#### [请照做]
请将材料中从含有“If you could tag the decorated”的那一行起，到含有“<point>301,21</point>”的那一行止，逐字照抄下来，首尾两行都包括在内。

#### [所给材料]
· · · ·
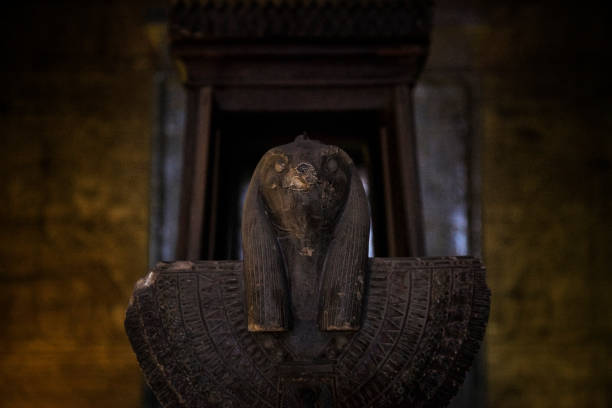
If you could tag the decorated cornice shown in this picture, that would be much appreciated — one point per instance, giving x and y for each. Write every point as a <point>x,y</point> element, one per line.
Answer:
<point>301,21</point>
· · · ·
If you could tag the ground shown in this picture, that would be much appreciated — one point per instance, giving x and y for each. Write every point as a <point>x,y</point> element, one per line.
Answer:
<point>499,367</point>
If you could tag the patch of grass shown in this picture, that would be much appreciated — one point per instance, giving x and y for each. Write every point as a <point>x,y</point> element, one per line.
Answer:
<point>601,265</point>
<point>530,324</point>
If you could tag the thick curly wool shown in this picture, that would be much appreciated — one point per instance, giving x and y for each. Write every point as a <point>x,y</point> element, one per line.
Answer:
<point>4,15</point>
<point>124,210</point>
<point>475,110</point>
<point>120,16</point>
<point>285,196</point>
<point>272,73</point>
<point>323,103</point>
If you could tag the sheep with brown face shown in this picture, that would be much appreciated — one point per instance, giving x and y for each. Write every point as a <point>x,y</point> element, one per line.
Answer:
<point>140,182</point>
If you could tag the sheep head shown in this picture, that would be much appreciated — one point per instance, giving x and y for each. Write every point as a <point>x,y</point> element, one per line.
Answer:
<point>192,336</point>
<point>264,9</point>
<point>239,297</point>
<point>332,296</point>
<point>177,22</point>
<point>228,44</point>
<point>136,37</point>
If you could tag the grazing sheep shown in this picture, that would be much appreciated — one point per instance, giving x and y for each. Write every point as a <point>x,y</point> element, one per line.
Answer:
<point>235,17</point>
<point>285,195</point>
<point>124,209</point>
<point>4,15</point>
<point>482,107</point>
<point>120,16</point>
· · · ·
#### [练习作答]
If you could tag the decorated cornice shown in this picture, that would be much appreciated — one point per instance, giving x and y for each. Write every point as a <point>x,y</point> element, one per line.
Answer:
<point>301,21</point>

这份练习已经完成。